___ Records

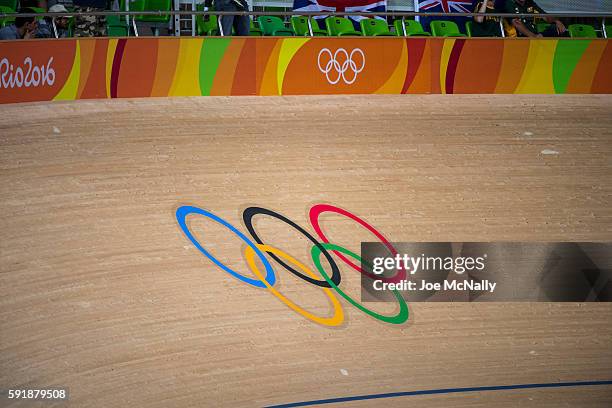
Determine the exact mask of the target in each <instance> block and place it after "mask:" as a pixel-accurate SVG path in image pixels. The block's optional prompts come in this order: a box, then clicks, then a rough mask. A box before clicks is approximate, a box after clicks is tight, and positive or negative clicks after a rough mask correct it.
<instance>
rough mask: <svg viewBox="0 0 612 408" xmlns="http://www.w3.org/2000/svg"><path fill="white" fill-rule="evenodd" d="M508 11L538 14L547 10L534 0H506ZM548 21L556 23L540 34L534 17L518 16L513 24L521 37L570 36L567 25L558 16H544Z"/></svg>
mask: <svg viewBox="0 0 612 408" xmlns="http://www.w3.org/2000/svg"><path fill="white" fill-rule="evenodd" d="M504 11H505V12H506V13H515V14H537V13H542V14H545V13H546V12H545V11H544V10H543V9H542V7H540V6H538V5H537V4H536V2H535V1H533V0H506V1H505V5H504ZM544 19H545V20H546V21H547V22H548V23H554V25H552V26H550V27H548V28H547V29H546V30H545V31H544V32H542V33H540V34H538V30H537V28H536V26H535V24H534V22H533V18H524V17H521V18H519V17H517V18H515V19H513V20H512V25H513V26H514V27H515V28H516V31H517V32H518V36H519V37H531V38H537V37H568V36H569V33H568V32H567V30H566V28H565V25H564V24H563V23H562V22H561V20H559V19H558V18H551V17H544Z"/></svg>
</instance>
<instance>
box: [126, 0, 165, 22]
mask: <svg viewBox="0 0 612 408" xmlns="http://www.w3.org/2000/svg"><path fill="white" fill-rule="evenodd" d="M132 4H133V3H130V11H131V10H133V9H132ZM142 10H143V11H171V10H172V0H144V2H143V8H142ZM136 21H142V22H144V23H168V22H170V14H162V15H159V16H137V17H136Z"/></svg>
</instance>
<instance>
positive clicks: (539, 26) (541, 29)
mask: <svg viewBox="0 0 612 408" xmlns="http://www.w3.org/2000/svg"><path fill="white" fill-rule="evenodd" d="M551 25H552V24H549V23H538V24H536V29H537V30H538V34H540V33H543V32H544V31H546V30H548V28H549V27H550V26H551Z"/></svg>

______

## [What the task requires]
Would you reproduce the records exactly as they stand, but without the pictures?

## [Exercise result]
Determine the exact mask of the target in each <instance> block and place it after "mask:" as a pixel-accurate SVG path in image pixels. The block's optional prompts come in this order: a box, then clicks, then a rough mask. A box before clicks is approximate, a box after clicks is tight, and positive or negative clicks after a rough mask correct it.
<instance>
rough mask: <svg viewBox="0 0 612 408" xmlns="http://www.w3.org/2000/svg"><path fill="white" fill-rule="evenodd" d="M508 11L538 14L547 10L534 0H506ZM548 21L556 23L540 34L534 17L518 16L513 24L521 37L570 36L567 25L558 16H544Z"/></svg>
mask: <svg viewBox="0 0 612 408" xmlns="http://www.w3.org/2000/svg"><path fill="white" fill-rule="evenodd" d="M504 11H505V12H506V13H515V14H537V13H542V14H545V13H546V12H545V11H544V10H543V9H542V7H540V6H538V5H537V4H536V2H535V1H533V0H506V1H505V5H504ZM544 19H545V20H546V21H547V22H548V23H554V25H552V26H550V27H548V28H547V29H546V30H545V31H544V32H542V33H540V34H538V30H537V28H536V26H535V24H534V22H533V18H524V17H521V18H519V17H517V18H515V19H513V20H512V25H513V26H514V27H515V28H516V31H517V32H518V36H519V37H531V38H537V37H568V36H569V33H568V32H567V30H566V28H565V25H564V24H563V23H562V22H561V20H559V19H558V18H551V17H544Z"/></svg>
</instance>
<instance>
box: [126, 0, 165, 22]
mask: <svg viewBox="0 0 612 408" xmlns="http://www.w3.org/2000/svg"><path fill="white" fill-rule="evenodd" d="M132 4H133V3H130V11H131V10H133V9H132ZM142 10H143V11H171V10H172V0H144V2H143V8H142ZM136 21H142V22H144V23H168V22H170V14H162V15H159V16H137V17H136Z"/></svg>
</instance>
<instance>
positive clicks: (539, 26) (541, 29)
mask: <svg viewBox="0 0 612 408" xmlns="http://www.w3.org/2000/svg"><path fill="white" fill-rule="evenodd" d="M551 25H552V24H549V23H538V24H536V29H537V30H538V34H540V33H543V32H544V31H546V30H548V28H549V27H550V26H551Z"/></svg>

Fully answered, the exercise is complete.